> **THE TASKS**:
[1] Render this sentence from the social distance article in Spanish: "Members of different groups mix less than members of the same group."
[2] Write out the part of the social distance article starting at "Simmel's lectures on" and ending at "Simmel's original ideas.".

> **EXTRACT PROVIDED**:

%%

= Social distance =

Sociological concept of distance between groups in society

In sociology, social distance describes the distance between individuals or social groups in society, including dimensions such as social class, race/ethnicity, gender or sexuality. Members of different groups mix less than members of the same group. It is the measure of nearness or intimacy that an individual or group feels towards another individual or group in a social network or the level of trust one group has for another and the extent of perceived likeness of beliefs.

== History ==
Modern research into social distance is primarily attributed to work by sociologist Georg Simmel. Simmel's conceptualization of social distance was represented in his writings about a hypothetical stranger that was simultaneously near and far from contact with his social group.

Simmel's lectures on the topic were attended by Robert Park, who later extended Simmel's ideas to the study of relations across racial/ethnic groups. At the time, racial tensions in the US had brought intergroup relations to the forefront of academic interest. Robert Park tasked his student, Emory Bogardus, to create a quantifiable measure of social distance. Bogardus' creation of the first Social Distance Scale played a large role in popularizing Park's and Bogardus conceptualization of social distance, which had some significant differences from Simmel's original ideas.

Contemporary studies of social distance do exhibit some features of a cohesive body of literature, but the definitions and frameworks sometimes show significant variations across researchers and disciplines.

%%

[Point annotation dataset entries]

%%

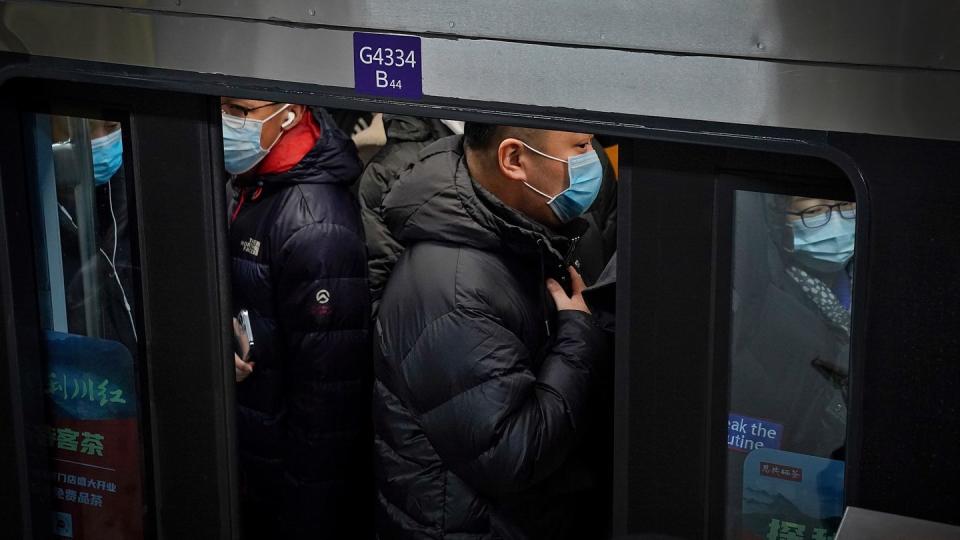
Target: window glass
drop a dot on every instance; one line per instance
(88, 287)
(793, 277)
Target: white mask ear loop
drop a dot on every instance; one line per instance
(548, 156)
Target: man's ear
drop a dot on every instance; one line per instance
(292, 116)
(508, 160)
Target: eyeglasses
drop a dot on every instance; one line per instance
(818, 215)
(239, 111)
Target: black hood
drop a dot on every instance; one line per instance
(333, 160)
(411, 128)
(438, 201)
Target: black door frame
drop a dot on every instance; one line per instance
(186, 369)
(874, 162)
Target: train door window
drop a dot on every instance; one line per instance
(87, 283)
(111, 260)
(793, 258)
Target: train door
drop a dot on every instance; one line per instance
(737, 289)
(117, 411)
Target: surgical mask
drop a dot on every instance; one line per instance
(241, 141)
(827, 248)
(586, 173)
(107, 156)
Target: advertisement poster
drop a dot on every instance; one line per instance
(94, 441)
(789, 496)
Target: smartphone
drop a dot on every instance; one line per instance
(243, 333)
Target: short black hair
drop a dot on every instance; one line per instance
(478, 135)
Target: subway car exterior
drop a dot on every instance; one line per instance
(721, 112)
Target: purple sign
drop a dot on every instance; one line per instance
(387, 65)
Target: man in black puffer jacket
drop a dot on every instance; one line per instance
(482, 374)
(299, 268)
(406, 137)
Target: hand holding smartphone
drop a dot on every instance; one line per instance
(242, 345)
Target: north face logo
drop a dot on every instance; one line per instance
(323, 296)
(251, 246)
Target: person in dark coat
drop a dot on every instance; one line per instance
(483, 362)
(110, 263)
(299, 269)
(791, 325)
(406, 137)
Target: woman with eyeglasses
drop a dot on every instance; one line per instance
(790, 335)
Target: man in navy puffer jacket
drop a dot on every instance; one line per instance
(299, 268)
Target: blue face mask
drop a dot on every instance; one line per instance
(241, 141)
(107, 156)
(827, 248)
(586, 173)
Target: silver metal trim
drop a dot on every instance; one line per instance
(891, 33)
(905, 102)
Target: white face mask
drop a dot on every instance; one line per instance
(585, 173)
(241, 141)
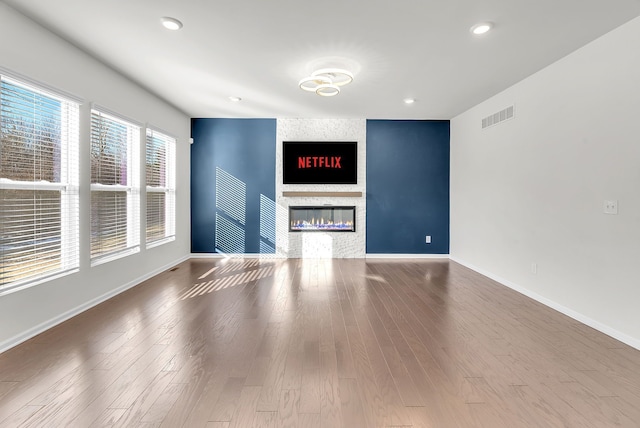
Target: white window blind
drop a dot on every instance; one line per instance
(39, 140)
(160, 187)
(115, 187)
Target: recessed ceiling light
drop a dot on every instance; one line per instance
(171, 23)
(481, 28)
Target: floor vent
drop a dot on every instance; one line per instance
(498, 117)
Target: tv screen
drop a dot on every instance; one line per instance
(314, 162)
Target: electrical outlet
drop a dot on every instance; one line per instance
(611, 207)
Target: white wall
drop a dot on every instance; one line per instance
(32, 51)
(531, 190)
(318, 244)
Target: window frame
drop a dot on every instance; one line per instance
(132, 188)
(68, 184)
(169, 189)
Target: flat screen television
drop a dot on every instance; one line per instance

%%

> **OUTPUTS IN ORDER**:
[1] Los miembros de grupos diferentes se mezclan menos que los miembros del mismo grupo.

[2]
Simmel's lectures on the topic were attended by Robert Park, who later extended Simmel's ideas to the study of relations across racial/ethnic groups. At the time, racial tensions in the US had brought intergroup relations to the forefront of academic interest. Robert Park tasked his student, Emory Bogardus, to create a quantifiable measure of social distance. Bogardus' creation of the first Social Distance Scale played a large role in popularizing Park's and Bogardus conceptualization of social distance, which had some significant differences from Simmel's original ideas.